Set task = Copy out again only the records from the line with "target | dark hardwood floor" up to and including the line with "column 220, row 321", replacing "baseboard" with "skirting board" and keeping everything else the same.

Stored data =
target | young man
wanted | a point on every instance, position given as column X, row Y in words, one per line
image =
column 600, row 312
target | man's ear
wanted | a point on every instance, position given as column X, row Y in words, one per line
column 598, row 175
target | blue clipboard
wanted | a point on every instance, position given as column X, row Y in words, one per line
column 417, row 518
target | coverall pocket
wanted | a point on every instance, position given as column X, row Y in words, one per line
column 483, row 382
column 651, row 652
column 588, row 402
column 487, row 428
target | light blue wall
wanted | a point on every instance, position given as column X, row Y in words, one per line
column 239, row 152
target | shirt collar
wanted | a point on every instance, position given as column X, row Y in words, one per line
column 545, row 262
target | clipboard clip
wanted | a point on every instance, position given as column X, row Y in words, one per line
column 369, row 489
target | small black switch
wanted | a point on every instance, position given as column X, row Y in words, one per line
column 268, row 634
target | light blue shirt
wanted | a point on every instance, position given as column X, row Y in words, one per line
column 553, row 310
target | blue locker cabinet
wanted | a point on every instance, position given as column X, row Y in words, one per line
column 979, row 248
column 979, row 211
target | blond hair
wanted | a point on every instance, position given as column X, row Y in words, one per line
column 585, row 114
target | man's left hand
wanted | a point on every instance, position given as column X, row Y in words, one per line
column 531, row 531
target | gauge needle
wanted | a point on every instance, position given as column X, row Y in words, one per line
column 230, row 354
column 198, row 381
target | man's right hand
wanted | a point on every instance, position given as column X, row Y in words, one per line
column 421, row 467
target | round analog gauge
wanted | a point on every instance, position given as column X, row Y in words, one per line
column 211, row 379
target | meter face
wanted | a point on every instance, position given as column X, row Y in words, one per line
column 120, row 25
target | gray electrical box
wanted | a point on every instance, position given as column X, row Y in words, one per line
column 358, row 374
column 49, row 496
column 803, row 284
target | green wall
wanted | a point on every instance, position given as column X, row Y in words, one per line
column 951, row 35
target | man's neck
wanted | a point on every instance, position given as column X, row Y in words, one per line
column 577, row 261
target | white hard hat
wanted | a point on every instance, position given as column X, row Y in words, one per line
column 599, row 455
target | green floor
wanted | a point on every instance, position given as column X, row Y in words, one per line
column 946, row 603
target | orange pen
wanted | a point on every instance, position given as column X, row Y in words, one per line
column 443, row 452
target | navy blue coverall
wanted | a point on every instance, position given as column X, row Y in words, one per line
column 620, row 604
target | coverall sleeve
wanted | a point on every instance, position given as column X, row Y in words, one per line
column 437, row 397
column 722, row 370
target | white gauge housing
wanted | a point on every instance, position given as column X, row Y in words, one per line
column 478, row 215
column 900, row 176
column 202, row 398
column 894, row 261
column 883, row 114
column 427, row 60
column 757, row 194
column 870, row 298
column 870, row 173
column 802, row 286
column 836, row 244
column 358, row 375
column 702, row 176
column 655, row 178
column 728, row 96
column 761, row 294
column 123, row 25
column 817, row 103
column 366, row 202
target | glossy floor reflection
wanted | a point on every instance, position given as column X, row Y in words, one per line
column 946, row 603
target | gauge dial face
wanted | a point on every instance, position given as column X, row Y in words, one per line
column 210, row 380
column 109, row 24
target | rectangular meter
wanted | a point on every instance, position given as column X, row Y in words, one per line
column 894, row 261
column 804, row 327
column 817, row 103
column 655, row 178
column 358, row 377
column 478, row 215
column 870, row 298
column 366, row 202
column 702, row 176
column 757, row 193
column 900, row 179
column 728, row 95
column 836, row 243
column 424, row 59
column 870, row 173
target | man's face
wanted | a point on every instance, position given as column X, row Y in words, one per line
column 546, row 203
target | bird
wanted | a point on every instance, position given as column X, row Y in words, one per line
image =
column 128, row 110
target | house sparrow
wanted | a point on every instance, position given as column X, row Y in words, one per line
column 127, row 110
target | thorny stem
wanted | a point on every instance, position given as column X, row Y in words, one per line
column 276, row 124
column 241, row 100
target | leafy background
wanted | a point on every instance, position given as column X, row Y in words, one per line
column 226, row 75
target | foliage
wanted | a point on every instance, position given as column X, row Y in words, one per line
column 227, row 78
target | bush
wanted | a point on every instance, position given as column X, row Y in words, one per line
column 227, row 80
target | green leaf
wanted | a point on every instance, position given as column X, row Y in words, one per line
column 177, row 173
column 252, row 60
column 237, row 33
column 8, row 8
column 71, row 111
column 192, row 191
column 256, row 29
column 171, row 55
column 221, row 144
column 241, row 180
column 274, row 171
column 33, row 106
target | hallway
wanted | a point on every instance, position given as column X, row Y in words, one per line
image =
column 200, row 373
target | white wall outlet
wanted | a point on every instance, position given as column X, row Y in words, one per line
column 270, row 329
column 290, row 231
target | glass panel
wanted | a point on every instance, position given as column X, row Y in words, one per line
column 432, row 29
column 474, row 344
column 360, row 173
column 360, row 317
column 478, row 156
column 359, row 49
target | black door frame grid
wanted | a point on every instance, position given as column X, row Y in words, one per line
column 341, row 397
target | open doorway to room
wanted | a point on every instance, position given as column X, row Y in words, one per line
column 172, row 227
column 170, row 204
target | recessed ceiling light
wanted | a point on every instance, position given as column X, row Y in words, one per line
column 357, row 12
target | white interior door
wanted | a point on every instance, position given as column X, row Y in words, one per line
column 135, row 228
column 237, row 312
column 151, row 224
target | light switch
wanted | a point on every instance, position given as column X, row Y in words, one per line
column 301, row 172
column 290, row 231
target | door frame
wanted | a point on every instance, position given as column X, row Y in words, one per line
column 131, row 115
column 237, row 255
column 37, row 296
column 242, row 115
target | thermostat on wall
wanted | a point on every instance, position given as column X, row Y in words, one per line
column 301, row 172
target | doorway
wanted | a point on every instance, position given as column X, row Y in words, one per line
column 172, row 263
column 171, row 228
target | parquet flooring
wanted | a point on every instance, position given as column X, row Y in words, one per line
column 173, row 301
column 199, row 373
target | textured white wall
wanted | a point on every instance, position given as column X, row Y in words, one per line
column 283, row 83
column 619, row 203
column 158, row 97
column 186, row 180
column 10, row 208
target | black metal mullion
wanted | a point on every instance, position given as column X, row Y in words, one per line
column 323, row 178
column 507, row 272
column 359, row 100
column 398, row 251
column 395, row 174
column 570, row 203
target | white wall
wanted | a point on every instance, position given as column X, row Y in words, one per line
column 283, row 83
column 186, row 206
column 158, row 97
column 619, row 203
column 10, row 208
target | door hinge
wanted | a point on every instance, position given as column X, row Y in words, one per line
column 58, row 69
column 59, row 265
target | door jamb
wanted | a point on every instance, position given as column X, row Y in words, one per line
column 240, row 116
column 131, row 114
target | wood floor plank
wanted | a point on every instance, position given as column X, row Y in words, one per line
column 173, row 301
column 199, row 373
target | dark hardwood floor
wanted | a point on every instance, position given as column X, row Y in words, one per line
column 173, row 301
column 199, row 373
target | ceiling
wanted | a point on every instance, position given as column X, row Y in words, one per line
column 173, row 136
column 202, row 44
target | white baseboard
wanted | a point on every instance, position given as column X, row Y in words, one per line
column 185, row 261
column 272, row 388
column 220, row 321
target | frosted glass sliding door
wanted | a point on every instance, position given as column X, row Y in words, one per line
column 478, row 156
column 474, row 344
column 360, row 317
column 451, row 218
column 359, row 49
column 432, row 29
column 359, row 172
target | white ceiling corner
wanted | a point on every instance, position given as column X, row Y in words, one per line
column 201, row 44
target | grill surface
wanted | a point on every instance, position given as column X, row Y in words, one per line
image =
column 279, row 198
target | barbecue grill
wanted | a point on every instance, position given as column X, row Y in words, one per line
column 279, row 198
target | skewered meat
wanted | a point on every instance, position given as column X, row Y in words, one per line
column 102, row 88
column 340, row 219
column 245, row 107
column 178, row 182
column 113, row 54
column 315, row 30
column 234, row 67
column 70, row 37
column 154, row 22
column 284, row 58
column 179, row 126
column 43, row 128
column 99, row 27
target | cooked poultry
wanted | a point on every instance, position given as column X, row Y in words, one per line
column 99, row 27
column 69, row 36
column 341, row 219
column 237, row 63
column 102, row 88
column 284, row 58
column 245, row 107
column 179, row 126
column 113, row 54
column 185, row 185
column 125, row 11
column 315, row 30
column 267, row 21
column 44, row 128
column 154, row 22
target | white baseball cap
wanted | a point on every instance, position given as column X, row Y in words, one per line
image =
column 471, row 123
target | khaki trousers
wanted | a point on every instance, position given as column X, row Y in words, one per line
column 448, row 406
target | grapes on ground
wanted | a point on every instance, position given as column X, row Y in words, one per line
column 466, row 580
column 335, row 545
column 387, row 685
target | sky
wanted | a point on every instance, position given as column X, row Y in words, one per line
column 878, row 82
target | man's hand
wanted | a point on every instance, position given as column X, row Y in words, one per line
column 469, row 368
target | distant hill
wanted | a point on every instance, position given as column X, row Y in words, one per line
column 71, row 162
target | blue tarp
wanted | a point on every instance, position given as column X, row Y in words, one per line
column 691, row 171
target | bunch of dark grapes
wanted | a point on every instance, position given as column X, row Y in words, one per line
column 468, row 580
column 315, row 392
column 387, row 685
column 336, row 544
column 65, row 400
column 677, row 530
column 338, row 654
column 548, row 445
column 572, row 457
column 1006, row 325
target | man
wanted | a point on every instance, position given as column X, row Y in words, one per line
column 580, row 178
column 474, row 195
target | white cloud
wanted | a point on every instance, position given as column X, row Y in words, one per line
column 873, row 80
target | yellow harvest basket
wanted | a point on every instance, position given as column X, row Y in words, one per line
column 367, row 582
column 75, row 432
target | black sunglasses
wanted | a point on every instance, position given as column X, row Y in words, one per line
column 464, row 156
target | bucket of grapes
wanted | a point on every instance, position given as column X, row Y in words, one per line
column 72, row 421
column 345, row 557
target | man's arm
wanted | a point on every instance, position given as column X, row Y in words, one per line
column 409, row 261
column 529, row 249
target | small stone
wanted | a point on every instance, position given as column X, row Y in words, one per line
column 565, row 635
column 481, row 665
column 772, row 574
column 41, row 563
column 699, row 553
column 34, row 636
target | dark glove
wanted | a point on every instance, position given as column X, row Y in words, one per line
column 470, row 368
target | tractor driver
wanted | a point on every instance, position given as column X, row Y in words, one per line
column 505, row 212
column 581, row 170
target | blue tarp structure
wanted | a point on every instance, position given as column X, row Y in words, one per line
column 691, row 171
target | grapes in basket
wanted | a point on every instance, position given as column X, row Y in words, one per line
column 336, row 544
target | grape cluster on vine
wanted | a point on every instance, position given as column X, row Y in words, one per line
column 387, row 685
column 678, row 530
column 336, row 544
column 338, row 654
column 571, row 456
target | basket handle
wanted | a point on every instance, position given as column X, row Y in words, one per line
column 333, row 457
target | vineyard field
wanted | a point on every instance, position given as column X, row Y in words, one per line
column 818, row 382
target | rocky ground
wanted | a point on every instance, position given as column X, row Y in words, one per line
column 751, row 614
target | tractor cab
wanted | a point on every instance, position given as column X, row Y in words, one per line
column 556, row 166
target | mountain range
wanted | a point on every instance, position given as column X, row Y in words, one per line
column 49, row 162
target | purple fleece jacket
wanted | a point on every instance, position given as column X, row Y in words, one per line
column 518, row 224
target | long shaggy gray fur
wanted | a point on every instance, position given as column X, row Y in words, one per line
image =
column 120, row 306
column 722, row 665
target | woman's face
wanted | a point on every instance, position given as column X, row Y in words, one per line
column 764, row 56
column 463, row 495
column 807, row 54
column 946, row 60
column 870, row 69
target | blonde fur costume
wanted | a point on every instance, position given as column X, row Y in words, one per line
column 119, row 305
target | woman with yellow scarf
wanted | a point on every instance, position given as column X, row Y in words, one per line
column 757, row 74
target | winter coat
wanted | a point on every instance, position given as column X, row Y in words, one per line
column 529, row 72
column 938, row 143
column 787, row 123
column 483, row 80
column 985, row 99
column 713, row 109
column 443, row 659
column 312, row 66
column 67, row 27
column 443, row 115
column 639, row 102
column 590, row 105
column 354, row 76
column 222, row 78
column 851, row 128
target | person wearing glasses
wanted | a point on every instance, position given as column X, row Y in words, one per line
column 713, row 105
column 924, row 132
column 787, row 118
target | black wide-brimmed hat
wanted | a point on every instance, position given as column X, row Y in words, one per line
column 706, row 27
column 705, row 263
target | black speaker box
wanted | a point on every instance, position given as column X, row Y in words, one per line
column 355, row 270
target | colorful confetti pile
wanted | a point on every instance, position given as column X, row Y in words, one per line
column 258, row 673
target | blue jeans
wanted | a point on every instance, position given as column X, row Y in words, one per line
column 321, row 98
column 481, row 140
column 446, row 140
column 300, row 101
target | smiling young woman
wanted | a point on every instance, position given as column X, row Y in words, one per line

Solution to this exercise =
target | dark hardwood floor
wanted | a point on every instance, position given as column X, row Y in words, one per line
column 173, row 301
column 199, row 373
target | ceiling
wanted | a point on every instance, position given as column X, row Y in words, one per line
column 173, row 136
column 202, row 44
target | white skirting board
wanted | a point on every instance, position given as column X, row Y in words, one per line
column 185, row 261
column 272, row 388
column 220, row 321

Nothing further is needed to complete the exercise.